» ARTICLE

====

Skip to content

Patch Loader

Overview

The PatchLoader class loads and processes patch files in unified diff format, extracts added/removed lines, builds n-gram hash lists, and tracks patches by file type. It is a core component of the PatchTrack pipeline responsible for normalizing and preparing patch data for classification.

This page explains the workflow, key methods, data structures, and tuning parameters. For the complete API reference and docstrings, see the mkdocstrings section below.

Purpose

  • Load patch files from the filesystem (single files or directory trees)
  • Extract added lines (from patch files) and removed lines (from buggy files)
  • Normalize content by removing comments and collapsing whitespace
  • Build n-gram hash lists using three independent hash functions
  • Track file type information for language-aware processing

Key Concepts

Patch Types

  • Buggy patches: Files with removed lines (prefixed with - in diff format) represent the original buggy code
  • Patch files: Files with added lines (prefixed with + in diff format) represent the fix/patch applied to address the bug

N-gram hashing

Sequences of NGRAM_SIZE tokens are hashed using three hash functions:

  • FNV-1a: Fast, non-cryptographic hash
  • DJB2: Daniel J. Bernstein's hash
  • SDBM: SDBM hash function

All three hashes are stored for each n-gram to improve matching robustness (three independent hash functions reduce collision risk).

Normalization

Raw patch lines are normalized by:

  1. Converting to lowercase
  2. Removing language-specific comments (using helpers.remove_comment())
  3. Collapsing whitespace and splitting into tokens

File Type Index

The file_ext parameter is an integer index (2–39 range) that identifies the file type/language. This is used to apply language-specific comment removal and tokenization rules. The index maps to extensions defined in analyzer.constant.EXTENSIONS.

Workflow

PatchLoader.traverse(patch_path, patch_type, file_ext)
    ├─── For each patch file:
    ├─── _process_patch_file() routes to:
    │    ├─ _process_buggy()  [removed lines]
    │    └─ _process_patch()  [added lines]
    ├─── For each diff hunk (@@):
    │    ├─ Extract lines (- or +)
    │    ├─ Format for display (HTML color tags)
    │    └─ Call _add_patch_from_diff()
    ├─── _add_patch_from_diff():
    │    ├─ Normalize lines
    │    ├─ Call _build_hash_list()
    │    ├─ Create PatchInfo object
    │    └─ Append to _patch_list
    └─── Return count of patches loaded

Key Methods

Method Returns Purpose
traverse(patch_path, patch_type, file_ext) int Load and process all patches from path; return count. Routes to _process_buggy() or _process_patch().
_process_buggy(patch_path, file_ext) None Extract removed lines (prefix -), accumulate diff hunks, and call _add_patch_from_diff().

====

» RECORD LIST
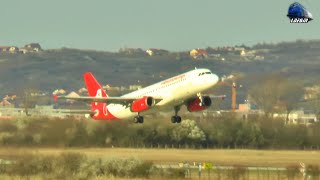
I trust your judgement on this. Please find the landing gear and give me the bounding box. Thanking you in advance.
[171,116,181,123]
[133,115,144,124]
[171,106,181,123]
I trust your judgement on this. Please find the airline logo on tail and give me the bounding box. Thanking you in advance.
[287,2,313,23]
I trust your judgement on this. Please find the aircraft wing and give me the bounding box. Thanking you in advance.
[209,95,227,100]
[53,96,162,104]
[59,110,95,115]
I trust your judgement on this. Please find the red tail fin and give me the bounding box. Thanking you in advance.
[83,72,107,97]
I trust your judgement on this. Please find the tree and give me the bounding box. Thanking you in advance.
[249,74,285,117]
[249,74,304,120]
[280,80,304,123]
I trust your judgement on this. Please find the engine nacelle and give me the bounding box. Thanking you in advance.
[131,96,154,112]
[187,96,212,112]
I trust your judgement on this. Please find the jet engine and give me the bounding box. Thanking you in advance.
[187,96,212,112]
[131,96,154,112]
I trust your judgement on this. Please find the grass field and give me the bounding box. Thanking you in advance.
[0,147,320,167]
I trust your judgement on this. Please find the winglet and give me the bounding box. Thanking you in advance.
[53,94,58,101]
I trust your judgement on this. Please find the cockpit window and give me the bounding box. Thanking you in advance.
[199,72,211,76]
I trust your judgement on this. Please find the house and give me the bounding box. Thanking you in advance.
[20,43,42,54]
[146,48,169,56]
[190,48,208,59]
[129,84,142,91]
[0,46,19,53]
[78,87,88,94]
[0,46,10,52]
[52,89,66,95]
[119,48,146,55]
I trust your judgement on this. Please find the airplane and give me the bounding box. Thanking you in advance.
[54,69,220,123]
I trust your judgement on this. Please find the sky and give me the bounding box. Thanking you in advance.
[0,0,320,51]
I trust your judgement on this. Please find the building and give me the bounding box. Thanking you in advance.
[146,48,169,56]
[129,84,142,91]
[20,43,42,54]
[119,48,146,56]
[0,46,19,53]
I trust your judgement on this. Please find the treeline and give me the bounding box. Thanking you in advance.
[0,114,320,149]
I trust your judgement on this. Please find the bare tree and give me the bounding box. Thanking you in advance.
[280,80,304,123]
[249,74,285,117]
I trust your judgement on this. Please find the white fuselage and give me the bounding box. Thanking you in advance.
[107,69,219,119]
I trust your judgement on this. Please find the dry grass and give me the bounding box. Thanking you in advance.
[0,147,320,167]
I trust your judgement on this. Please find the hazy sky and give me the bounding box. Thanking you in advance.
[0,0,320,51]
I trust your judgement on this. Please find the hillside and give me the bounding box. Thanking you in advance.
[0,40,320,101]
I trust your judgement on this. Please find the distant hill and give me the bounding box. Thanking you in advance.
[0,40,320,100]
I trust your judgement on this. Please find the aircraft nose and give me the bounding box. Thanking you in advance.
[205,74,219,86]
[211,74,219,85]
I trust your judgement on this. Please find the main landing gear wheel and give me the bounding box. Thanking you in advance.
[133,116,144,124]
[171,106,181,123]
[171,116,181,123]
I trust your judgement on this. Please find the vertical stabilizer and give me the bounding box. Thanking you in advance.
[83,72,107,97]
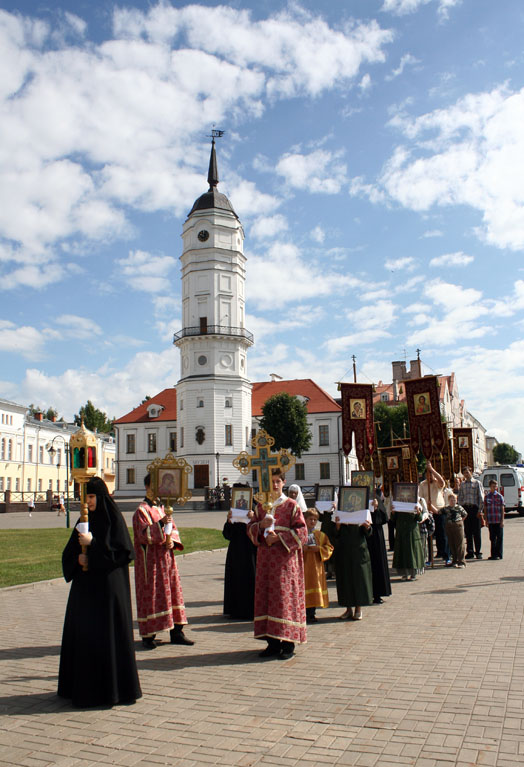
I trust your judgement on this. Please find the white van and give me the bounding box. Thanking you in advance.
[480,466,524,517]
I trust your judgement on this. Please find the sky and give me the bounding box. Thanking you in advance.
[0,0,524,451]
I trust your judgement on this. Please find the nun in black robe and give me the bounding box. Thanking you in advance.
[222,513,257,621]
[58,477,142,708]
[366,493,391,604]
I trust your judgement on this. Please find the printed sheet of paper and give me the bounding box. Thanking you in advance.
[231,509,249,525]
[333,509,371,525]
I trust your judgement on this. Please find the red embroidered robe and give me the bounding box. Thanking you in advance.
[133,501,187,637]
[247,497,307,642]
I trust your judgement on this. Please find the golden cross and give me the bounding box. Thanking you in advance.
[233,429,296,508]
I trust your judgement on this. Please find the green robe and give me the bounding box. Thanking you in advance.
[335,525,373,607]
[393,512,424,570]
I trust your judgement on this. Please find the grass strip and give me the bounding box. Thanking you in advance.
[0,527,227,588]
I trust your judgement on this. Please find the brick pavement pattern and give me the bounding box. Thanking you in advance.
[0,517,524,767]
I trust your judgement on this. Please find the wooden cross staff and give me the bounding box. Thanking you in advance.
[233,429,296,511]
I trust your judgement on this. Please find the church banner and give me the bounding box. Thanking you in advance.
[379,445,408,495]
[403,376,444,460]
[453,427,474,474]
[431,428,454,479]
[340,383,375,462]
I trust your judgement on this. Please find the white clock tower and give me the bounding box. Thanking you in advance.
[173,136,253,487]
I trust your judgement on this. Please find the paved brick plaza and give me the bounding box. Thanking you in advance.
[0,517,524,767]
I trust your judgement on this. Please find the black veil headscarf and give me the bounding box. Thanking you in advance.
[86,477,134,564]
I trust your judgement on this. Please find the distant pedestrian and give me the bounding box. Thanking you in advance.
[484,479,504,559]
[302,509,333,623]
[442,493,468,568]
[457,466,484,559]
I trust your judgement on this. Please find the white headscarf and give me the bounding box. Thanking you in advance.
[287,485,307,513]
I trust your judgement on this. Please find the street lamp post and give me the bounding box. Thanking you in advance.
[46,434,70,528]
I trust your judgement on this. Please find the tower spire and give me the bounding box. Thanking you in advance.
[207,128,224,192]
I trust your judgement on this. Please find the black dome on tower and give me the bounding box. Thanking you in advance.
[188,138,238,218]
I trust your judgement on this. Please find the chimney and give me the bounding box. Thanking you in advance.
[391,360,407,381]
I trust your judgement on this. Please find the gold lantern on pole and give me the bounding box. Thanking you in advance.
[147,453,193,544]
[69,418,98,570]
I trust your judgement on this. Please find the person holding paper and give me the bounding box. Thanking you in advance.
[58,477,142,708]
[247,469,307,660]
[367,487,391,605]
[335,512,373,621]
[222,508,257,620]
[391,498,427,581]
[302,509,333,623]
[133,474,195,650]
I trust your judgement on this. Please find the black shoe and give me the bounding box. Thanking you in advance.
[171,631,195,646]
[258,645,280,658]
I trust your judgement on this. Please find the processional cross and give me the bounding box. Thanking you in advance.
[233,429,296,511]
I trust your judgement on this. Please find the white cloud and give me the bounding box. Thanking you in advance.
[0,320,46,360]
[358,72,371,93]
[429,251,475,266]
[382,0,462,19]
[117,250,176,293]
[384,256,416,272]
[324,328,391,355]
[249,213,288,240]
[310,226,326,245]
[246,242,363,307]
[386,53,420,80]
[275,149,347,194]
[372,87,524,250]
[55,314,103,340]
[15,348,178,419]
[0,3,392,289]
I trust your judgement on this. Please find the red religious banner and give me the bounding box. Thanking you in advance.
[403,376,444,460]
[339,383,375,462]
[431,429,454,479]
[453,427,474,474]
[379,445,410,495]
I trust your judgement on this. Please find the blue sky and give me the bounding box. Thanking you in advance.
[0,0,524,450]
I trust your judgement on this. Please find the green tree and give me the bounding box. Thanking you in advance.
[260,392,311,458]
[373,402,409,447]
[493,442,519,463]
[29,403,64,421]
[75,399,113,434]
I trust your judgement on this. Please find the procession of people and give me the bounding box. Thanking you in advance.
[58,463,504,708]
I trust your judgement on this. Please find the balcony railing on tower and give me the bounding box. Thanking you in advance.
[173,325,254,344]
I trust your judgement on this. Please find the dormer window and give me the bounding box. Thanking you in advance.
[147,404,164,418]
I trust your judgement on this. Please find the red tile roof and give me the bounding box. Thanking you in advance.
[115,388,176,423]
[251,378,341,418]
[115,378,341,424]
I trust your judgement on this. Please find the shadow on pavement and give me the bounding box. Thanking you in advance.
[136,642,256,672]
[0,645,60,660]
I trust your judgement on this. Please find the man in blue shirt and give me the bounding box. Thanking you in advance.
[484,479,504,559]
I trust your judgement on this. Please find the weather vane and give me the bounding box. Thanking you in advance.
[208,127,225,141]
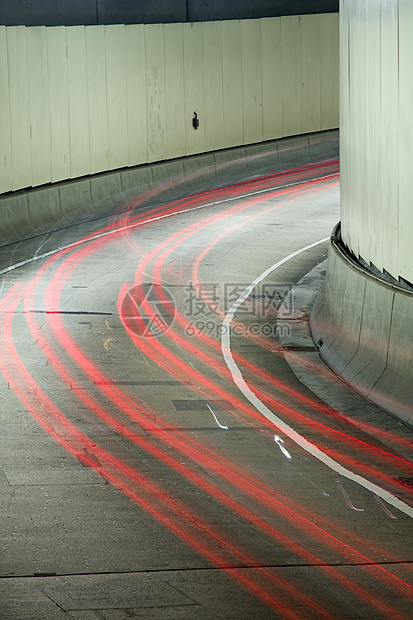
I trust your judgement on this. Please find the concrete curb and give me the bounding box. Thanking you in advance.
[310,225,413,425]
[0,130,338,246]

====

» DIRECTIVES
a – Answer these from the Patch Loader page:
(i) Which three hash functions are used for n-gram hashing?
(ii) What range does the file_ext index cover?
(iii) In diff format, what prefix marks the lines in buggy patches?
b – Copy out the stretch of the Patch Loader page from "Patch Loader" through "data for classification.".
Nothing here depends on the records.

» RESPONSES TO THE TASKS
a –
(i) FNV-1a, DJB2 and SDBM
(ii) 2–39
(iii) -

b –
Patch Loader

Overview

The PatchLoader class loads and processes patch files in unified diff format, extracts added/removed lines, builds n-gram hash lists, and tracks patches by file type. It is a core component of the PatchTrack pipeline responsible for normalizing and preparing patch data for classification.